Aim of the exercise: Copy the entries below word for word, leaving out the pictures.

Input data:
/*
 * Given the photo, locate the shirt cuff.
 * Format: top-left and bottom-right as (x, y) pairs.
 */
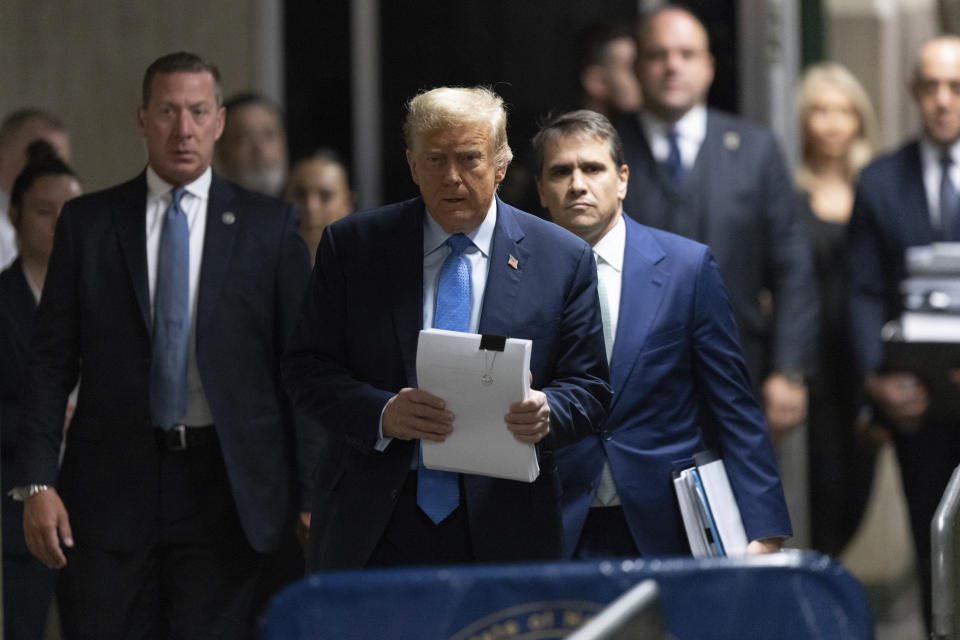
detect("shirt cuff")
(373, 405), (393, 451)
(7, 484), (53, 502)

Correct response:
/*
 * Given the photo, locate the shirt cuff.
 * Format: top-left and bottom-right as (x, y) pairs.
 */
detect("shirt cuff")
(373, 405), (393, 451)
(7, 484), (53, 502)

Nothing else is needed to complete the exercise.